━━━ Brano di lettura ━━━
Un bambino o una bambina di Neanderthal
Un team di ricercatori della Harvard University (Stati Uniti) e del Max Planck Institute in Germania ha scoperto che i bambini di Neanderthal maturavano più in fretta di quelli di oggi perché costretti a confrontarsi con situazioni estremamente rischiose per la loro incolumità, mentre i loro parenti più stretti crescevano più lentamente ma avevano una vita più lunga. I risultati di questo studio lasciano supporre che la gradualità del nostro sviluppo e la durata dell’infanzia siano caratteristiche relativamente nuove e proprie della nostra specie.
Per arrivare a questa scoperta gli studiosi hanno utilizzato un supermicroscopio e tecnologie a raggi X per esaminare la dentatura di 11 campioni di uomini di Neanderthal e fossili umani (tra cui il primo fossile di ominidi), rinvenuti in Belgio nel biennio 1829-30. L’individuo a cui appartenevano alcuni dei resti aveva appena 3 anni al momento della morte e non 4 o 5 come ritenuto finora.
L’analisi della dentatura consente di comprendere lo sviluppo nel suo complesso, come dice Tanya Smith del Dipartimento di Biologia umana evolutiva: «I denti sono dei veri e propri registri del tempo che passa. Colpisce che i nostri primi molari contengono un minuscolo “certificato di nascita” che consente di calcolare con esattezza l’età di un bambino al momento della morte». Dall’analisi risulta anche che i bambini di Neanderthal avevano accumulato molto stress. I loro denti crescevano molto più rapidamente rispetto a quanto accade nella nostra specie e in alcuni gruppi di esseri umani moderni che lasciarono l’Africa circa 100mila anni fa.
«Questi nuovi metodi offrono l’opportunità unica di studiare le origini di una peculiarità della nostra specie, ovvero il passaggio da una strategia primitiva del “vivere intensamente ma per breve tempo” alla strategia del “vivere lentamente ma a lungo” che ha consentito agli esseri umani di diventare gli organismi più resistenti del pianeta». In questo modo l’Homo Sapiens è riuscito ad acquisire capacità cognitive più complesse e maggiori capacità di apprendimento che gli hanno consentito di avere un ampio vantaggio sull’uomo di Neanderthal, scomparso 28mila anni fa.
Lo studio dimostra inoltre che altri primati si sviluppano con ritmi più elevati, hanno tempi di gestazione ridotti, si riproducono in giovane età e hanno un’aspettativa di vita a inferiore a quella dell’uomo moderno.
━━━ Dati grezzi ━━━
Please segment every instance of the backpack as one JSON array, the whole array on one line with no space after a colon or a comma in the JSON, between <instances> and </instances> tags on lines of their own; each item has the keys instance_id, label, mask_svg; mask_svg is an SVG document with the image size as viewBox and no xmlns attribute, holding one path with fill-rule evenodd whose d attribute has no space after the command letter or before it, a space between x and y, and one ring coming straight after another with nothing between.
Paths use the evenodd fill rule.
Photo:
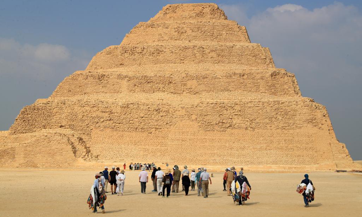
━━━
## Consegna
Secondo il brano sui bambini di Neanderthal, quanti anni aveva al momento della morte l'individuo a cui appartenevano alcuni dei resti esaminati?

## Soluzione
Aveva appena 3 anni.